# Information supplied
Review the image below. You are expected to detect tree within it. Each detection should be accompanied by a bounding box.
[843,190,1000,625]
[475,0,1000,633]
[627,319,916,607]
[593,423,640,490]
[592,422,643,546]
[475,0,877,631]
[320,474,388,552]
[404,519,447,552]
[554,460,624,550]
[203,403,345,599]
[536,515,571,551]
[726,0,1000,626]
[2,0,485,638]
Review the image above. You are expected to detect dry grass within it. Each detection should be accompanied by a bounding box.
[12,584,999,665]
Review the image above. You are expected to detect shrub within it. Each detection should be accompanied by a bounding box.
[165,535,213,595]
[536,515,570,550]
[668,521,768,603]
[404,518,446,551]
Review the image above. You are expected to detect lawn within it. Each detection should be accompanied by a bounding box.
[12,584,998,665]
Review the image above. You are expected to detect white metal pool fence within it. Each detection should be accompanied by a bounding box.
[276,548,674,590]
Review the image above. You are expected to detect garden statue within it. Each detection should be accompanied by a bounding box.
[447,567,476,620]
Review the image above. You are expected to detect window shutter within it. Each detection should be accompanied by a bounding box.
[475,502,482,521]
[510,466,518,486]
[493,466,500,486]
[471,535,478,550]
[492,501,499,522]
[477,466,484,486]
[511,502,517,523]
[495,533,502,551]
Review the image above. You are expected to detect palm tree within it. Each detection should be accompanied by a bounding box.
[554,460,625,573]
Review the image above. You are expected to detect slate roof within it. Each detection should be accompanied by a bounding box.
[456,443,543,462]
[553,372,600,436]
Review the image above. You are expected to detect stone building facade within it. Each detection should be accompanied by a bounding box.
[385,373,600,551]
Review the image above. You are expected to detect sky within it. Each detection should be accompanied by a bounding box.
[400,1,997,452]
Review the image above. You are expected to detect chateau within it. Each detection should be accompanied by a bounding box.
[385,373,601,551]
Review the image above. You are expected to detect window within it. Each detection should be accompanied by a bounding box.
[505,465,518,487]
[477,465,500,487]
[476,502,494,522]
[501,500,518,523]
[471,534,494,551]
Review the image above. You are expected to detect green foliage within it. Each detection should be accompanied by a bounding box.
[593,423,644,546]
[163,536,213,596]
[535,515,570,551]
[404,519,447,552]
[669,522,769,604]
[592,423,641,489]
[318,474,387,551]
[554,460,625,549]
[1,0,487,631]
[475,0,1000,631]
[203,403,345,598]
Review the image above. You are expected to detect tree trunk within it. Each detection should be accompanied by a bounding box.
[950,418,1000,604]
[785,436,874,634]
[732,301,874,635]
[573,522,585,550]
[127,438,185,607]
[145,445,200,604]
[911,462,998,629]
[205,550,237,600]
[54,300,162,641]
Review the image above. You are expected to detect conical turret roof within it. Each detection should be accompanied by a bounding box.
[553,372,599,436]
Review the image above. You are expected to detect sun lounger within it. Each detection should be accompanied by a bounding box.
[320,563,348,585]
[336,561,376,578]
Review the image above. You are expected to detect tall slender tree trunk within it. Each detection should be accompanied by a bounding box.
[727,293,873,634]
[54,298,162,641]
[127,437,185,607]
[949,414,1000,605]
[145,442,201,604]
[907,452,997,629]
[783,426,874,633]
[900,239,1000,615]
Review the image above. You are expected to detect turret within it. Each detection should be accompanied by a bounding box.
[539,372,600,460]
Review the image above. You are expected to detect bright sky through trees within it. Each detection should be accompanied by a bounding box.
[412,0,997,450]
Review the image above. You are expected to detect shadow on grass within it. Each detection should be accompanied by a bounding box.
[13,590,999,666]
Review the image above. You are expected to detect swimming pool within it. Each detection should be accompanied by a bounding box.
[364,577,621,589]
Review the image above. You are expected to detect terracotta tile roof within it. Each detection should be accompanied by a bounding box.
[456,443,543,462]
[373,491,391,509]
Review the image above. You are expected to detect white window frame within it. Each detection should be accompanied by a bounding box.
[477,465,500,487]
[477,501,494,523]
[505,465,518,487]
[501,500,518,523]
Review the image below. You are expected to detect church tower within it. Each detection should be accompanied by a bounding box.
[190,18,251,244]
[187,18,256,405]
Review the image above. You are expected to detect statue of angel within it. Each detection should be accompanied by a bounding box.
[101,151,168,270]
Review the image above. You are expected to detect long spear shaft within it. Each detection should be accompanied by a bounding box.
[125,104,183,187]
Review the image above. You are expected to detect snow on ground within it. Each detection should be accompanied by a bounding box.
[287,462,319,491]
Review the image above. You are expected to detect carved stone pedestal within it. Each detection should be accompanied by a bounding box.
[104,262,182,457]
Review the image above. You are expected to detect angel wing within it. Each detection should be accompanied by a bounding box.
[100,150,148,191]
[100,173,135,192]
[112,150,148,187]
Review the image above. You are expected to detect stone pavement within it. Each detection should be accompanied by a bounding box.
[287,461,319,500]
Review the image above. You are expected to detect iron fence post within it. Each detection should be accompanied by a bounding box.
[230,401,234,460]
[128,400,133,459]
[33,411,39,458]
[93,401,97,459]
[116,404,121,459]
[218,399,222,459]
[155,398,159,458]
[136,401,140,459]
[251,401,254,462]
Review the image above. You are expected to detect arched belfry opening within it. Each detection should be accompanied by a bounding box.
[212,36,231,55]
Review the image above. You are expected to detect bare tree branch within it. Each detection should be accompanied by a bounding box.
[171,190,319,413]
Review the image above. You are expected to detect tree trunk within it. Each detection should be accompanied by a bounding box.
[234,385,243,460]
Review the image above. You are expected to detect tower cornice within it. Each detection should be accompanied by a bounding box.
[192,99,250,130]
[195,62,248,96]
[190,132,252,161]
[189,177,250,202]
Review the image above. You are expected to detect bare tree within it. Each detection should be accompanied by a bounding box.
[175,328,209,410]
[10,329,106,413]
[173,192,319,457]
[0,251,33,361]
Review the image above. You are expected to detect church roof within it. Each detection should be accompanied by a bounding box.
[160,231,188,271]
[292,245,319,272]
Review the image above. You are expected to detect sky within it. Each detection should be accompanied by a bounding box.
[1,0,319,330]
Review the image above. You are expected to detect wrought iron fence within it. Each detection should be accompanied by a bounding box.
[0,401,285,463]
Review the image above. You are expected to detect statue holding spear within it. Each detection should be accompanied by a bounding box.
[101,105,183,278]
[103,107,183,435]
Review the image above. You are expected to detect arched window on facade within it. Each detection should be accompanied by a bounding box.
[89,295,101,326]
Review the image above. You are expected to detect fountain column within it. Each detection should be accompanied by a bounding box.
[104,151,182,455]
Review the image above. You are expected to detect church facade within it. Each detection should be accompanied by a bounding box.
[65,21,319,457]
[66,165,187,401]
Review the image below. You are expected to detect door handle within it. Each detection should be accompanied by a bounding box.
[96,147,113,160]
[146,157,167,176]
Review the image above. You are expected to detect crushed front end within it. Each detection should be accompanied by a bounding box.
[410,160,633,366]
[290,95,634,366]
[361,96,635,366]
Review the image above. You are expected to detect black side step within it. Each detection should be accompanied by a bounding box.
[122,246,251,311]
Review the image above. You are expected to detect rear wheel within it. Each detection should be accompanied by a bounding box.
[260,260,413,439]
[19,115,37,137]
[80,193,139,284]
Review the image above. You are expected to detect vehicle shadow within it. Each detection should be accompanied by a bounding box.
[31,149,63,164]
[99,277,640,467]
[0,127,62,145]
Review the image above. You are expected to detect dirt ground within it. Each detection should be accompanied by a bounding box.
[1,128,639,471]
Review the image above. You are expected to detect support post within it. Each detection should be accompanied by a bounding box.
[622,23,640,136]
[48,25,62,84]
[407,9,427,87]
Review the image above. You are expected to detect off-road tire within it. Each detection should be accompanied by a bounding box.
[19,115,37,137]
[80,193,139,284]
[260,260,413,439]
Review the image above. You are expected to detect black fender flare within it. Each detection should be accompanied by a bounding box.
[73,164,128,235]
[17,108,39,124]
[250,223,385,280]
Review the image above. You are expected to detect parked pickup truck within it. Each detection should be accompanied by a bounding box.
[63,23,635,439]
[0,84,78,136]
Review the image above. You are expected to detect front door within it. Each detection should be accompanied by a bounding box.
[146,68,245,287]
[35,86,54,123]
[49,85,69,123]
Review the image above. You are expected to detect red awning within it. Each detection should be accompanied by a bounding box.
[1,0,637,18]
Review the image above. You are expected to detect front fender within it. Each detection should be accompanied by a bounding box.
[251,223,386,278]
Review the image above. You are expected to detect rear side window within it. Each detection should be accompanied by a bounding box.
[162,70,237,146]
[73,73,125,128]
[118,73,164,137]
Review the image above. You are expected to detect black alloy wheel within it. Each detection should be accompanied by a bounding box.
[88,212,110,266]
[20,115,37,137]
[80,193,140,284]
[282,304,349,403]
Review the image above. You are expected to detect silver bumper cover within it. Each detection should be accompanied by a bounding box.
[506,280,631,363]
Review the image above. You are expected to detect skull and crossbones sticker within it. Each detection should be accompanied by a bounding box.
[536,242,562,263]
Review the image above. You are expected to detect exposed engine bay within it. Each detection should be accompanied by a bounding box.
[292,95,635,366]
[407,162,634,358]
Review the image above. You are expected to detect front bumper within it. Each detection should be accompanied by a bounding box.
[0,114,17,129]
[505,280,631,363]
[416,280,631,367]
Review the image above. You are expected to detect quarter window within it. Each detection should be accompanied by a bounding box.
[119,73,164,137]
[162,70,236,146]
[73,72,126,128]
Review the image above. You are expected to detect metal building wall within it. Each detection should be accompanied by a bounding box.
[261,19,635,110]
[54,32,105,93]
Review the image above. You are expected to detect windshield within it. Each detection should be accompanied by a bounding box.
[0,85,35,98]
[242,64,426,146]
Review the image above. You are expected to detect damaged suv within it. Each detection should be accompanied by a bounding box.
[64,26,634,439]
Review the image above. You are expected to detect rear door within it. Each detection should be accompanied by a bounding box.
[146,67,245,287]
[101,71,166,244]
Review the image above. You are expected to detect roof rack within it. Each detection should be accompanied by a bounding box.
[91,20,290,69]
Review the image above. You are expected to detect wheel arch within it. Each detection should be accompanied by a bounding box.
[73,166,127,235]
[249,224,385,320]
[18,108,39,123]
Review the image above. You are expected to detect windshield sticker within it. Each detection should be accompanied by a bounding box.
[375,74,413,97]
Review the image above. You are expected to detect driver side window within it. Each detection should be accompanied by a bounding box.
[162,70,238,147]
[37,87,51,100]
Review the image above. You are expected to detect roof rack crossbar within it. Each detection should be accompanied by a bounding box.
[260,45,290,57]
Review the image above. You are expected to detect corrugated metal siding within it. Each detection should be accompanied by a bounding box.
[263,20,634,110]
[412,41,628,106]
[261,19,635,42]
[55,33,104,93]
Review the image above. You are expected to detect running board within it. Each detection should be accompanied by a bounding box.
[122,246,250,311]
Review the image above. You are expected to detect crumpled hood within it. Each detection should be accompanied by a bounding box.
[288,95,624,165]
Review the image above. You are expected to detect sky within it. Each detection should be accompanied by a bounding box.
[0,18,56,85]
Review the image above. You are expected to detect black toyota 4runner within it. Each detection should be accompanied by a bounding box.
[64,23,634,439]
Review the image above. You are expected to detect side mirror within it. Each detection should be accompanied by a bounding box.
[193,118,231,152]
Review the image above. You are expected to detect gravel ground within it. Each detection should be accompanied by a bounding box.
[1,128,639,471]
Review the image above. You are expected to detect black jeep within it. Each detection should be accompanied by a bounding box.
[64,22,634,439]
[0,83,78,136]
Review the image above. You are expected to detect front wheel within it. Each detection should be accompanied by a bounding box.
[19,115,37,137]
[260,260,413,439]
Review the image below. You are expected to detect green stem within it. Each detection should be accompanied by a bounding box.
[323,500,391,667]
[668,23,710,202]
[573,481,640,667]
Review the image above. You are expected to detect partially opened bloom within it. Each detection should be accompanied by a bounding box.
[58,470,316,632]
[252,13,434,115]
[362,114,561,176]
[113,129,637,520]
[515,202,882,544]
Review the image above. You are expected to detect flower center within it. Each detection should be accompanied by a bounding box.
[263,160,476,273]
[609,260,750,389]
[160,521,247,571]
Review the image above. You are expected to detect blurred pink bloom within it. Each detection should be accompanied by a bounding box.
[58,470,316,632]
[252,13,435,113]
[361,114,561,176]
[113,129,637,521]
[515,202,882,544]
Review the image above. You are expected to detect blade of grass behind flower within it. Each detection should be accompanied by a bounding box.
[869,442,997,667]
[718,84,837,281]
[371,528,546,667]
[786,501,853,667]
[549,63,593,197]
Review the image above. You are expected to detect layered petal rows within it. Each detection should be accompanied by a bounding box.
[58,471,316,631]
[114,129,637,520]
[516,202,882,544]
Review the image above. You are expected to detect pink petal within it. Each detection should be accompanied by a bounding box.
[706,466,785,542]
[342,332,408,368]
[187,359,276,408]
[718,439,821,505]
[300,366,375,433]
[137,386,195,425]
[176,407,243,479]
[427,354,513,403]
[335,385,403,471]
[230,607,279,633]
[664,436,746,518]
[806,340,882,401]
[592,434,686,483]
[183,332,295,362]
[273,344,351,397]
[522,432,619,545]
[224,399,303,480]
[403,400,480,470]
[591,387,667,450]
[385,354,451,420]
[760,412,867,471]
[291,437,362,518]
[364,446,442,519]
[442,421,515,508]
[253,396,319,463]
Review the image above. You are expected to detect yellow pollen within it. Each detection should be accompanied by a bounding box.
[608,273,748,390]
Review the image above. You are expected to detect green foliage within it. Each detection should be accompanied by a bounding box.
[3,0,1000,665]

# Task brief
Starting with the line that contains "Review the image above. You are expected to detect blurred", output every line through the end of the listing above, unchanged.

# Exercise response
Review the image above. You are expected to detect blurred pink bloom within it. Each detection should be accompanied by a bounding box.
[58,470,316,632]
[252,13,435,113]
[361,114,561,176]
[113,129,637,521]
[515,202,882,544]
Review the image above. You are expected to detect blade of grass behind flower within it. Each detection should be accompanied by a bounding box.
[869,442,997,667]
[718,84,837,281]
[371,528,546,667]
[786,501,853,667]
[549,63,593,197]
Review the image above. You are expected to detect layered petal rows within it. Each detection should be accompanied by a bounding box.
[58,471,316,631]
[114,129,637,520]
[516,202,882,544]
Review the image above. You are expected to detect pink petal within it. Each detection should be accompanied by a bounding box.
[706,466,785,542]
[342,332,408,368]
[187,359,276,408]
[718,439,821,505]
[300,366,375,433]
[137,386,195,425]
[176,407,243,479]
[427,354,513,403]
[335,385,403,471]
[230,607,279,633]
[664,436,746,518]
[806,340,882,401]
[592,434,686,483]
[183,332,295,362]
[273,344,351,397]
[522,432,619,545]
[224,399,303,480]
[403,400,480,470]
[591,387,667,450]
[385,354,451,420]
[760,412,867,471]
[291,437,362,518]
[364,446,442,519]
[442,421,515,508]
[253,396,319,463]
Review the image above. You are expected to detect yellow pollen within it. Each detection should be accompanied by a bounding box.
[608,273,748,390]
Review the image above. You are expected to detect green foliage within it. Each detection should be accompanied by a bounding box.
[3,0,1000,665]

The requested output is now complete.